▸ **REQUIREMENT**: Resume the mailing-list post on tracing and copying as a way to learn a craft, continuing after its last sentence.

Re: tracing or copying

[ Thread ][ Subject ][ Author ][ Date ]
Buerkle, Jennifer (buerklej.fl.us)
Thu, 21 Jan 1999 16:19:00 -0400


I feel that copying is a necessary part of learning a craft. A
cabinet maker doesn't always generate his or her own design.
They begin by copying another's work. Only when they have
polished their craft can they move on to their own work.

When I was in a fashion design class, we had to buy a ream of
tracing paper and trace three figures from catalogs on every
single sheet. When I was done, I knew how to draw quick and
effective fashion figures. I was able to distort and stylize as
I grew intimately familiar with the correct proportions, which
the tracing exercise etched into my brain. Forever!

▸ **ENTRIES SUPPLIED**:
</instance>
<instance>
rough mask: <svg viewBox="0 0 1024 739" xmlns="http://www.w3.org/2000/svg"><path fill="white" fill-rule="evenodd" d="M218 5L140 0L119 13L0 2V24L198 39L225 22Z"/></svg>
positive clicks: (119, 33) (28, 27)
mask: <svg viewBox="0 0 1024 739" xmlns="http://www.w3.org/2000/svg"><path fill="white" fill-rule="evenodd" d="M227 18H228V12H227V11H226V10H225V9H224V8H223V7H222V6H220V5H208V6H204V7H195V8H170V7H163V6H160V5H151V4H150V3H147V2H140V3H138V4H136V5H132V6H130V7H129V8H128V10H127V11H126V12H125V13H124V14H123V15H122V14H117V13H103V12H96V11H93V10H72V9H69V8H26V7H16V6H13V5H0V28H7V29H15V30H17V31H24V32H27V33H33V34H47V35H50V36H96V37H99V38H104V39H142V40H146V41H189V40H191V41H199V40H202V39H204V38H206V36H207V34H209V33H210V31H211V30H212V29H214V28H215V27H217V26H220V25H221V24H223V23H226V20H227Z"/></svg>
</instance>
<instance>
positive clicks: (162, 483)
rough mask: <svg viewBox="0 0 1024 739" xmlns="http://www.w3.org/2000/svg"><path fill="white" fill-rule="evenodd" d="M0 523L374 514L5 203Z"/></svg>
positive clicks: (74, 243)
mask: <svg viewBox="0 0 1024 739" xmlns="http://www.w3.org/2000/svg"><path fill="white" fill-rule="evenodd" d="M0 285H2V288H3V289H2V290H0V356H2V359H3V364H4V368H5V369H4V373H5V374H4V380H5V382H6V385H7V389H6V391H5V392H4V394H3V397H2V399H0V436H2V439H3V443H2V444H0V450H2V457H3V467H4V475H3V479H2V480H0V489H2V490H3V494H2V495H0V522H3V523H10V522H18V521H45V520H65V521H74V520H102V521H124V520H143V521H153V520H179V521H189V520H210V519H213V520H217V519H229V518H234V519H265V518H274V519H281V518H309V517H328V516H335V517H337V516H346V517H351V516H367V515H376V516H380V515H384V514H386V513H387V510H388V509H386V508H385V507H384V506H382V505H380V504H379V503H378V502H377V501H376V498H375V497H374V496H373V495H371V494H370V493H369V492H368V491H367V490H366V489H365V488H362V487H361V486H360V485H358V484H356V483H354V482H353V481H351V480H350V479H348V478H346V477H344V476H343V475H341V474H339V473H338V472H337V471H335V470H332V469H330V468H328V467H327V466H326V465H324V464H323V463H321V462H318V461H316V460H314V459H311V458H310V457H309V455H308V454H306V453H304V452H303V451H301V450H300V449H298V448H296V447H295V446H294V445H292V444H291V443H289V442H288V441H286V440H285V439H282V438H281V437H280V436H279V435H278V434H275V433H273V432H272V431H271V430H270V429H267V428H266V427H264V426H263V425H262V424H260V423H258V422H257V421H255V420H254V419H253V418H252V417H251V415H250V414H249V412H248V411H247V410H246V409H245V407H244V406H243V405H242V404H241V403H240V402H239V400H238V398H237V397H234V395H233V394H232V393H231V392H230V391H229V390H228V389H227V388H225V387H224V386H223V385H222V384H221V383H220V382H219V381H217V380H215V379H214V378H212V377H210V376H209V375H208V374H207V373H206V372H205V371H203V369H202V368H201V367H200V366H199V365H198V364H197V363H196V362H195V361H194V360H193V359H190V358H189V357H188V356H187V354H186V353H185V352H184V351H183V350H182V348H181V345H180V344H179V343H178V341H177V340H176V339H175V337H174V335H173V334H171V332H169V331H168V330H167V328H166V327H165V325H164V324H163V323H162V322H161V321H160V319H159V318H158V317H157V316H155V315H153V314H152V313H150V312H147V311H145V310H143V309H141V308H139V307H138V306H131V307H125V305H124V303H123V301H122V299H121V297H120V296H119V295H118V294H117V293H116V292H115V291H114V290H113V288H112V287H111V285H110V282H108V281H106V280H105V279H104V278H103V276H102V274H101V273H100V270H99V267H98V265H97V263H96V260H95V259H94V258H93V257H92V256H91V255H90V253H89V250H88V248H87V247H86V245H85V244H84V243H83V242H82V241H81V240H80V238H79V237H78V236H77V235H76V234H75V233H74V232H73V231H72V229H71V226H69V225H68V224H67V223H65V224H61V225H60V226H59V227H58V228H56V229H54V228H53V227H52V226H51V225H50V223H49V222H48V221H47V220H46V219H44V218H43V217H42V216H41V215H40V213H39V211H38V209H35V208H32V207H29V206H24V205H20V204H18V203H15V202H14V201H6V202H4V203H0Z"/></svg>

▸ **RESULT OF THE TASK**:
I teach a lot according to a model by Williams. (I teach visual
art to gifted kids and we have a whole OTHER set of hoops to jump
through!) It includes fluency (lots of ideas), flexibility (the
ability to change), originality (ideas that are unique) and
elaboration (being able to improve on the ideas of others). I
also know that many composers have elaborated, in their works, on
themes by others. It is completely accepted.

We don't live in a visual vacuum. We can't expect kids to
completely disregard the images they encounter that "belong" to
others. (including the kid sitting next to them) But we CAN
help them understand the difference between originality and
elaboration.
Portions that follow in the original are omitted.